Segment Start: Text under study

Gov. Albert Bryan Jr. has fired Julio Encarnacion III as Government House chief conservator after he apparently failed to produce anything in return for his annual taxpayer-funded salary of $78,500.
Bryan’s Communications Director Richard Motta Jr. confirmed Friday that Encarnacion has been terminated, and left no records of any work he might have done.
When asked what Encarnacion had accomplished during his employment, Motta was frank: “Honestly, I wish I could tell you. That was obviously before my tenure here with Government House.”
Encarnacion, 27, is a history enthusiast and private collector with no formal education, experience or professional training in art conservation. He had been working since April 16 in the position created for him after he appealed to former Gov. Kenneth Mapp directly for a job.
“I reached out to the governor myself, and I said that I would like to have the position as a conservator,” Encarnacion told The Daily News at the time.
While Encarnacion has no formal training in conservation or collections management, he pointed to his “professional membership” in the American Alliance of Museums as evidence of his qualifications for his new position.
Joseph Klem, director of public relations for the American Alliance of Museums, provided a statement clarifying that membership in the organization is open to all for an annual $90 fee and does not indicate formal training or professional achievement.
Art conservators typically have years of training and advanced degrees to prepare for the complex work required of the profession, according to those with experience in the field.
Encarnacion has degrees in business administration and management from Lynn University in Florida, and his employment history includes positions as a marketing intern, production supervisor, contract marketing analyst and marketing account manager.
But Encarnacion, who operates the website and social media pages “The Native Son USVI,” said his lack of qualification shouldn’t keep him from managing the territory’s most valuable, publicly owned art and antiquities.
“The main thing is, I have the passion for it and that’s what drives me to do what I’m doing now,” Encarnacion said in an interview shortly after his hiring was announced.
Motta said Friday it’s unclear whether Encarnacion did anything substantive in the approximately nine months he was on the job.
Following months of stonewalling by the Mapp administration, Motta released a list of publicly owned art and antiquities controlled by Government House just over 48 hours after receiving a request from The Daily News.
It’s unclear when the list was assembled or how many of the items on it survived hurricanes Irma and Maria.
Jessica Unger, Emergency Programs coordinator for the American Institute for Conservation of Historic and Artistic Works, said in May that the National Heritage Responders sent volunteers with expertise and training to museums and cultural institutions in Puerto Rico following Hurricane Maria to help save pieces damaged by the storm.
The responders provide free art conservation to disaster-affected areas and were available to travel to the Virgin Islands to assist with the territory’s historic preservation efforts.
The team must be invited by the affected area’s government, however, and Unger said the responders received no such invitation to assist with preservation efforts in the Virgin Islands.

Segment End: Text under study
Segment Start: Material supplied

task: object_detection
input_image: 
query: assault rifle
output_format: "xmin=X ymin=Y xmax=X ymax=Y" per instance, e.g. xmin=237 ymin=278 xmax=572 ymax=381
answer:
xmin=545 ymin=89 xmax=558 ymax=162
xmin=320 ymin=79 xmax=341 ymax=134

Segment End: Material supplied

Tasks to perform –
(a) According to the article on the Government House conservator, what annual salary did Julio Encarnacion III receive?
(b) Carry on the article on the Government House conservator from the point where it stops.
The rows have no role in this exercise.

Your written answers –
(a) $78,500

(b)
Mapp officials repeatedly insisted that Encarnacion must first finish his own evaluation of the collection before any information about specific pieces would be released.
Government House spokeswoman Angela Gordon said in September that “Mr. Encarnacion is currently transferring all manually collected data into Word documents to be reviewed internally and approved. You can expect to see a series of catalogs released in the next few weeks of his inventory and condition assessment reports done for all three islands.”
Months passed with no further information about the collection, and former Attorney General Claude Walker said in December that Encarnacion had personally assured him that he was hard at work.
“It’s on track that in the very near future a number of these items will be displayed, but he has to work on that catalog to put all these things together as he’s describing to me, and he’s working around the clock to do that,” Walker said at the time.
There’s no evidence that Encarnacion evaluated or inventoried the collection, and no catalogs were ever released.
Felipe Ayala, chairman of the St. Thomas-St. John Historic Preservation Commission, surprised senators at a committee hearing in February when he said priceless art and antiques are being stored, “all over the place” on St. Thomas, including the Franklin Building in Market Square, Fortress Storage and elsewhere.
Ayala also said he wished more items were destroyed in the hurricanes because much of the government’s collection comprises reproductions and other “crap.”
Senators subsequently passed legislation establishing the Preservation of Historic Government Collections Act and providing for a territorial curator and oversight committee responsible for artworks and cultural artifacts owned by the government, including the Government House collection of publicly owned items.
Mapp vetoed the legislation, and senators overrode that veto in June, forcing the measure into law.
The Mapp administration did not provide any evidence of its compliance with the law, and Motta said Friday that the Bryan administration is determining how best to proceed with management of the Government House collection.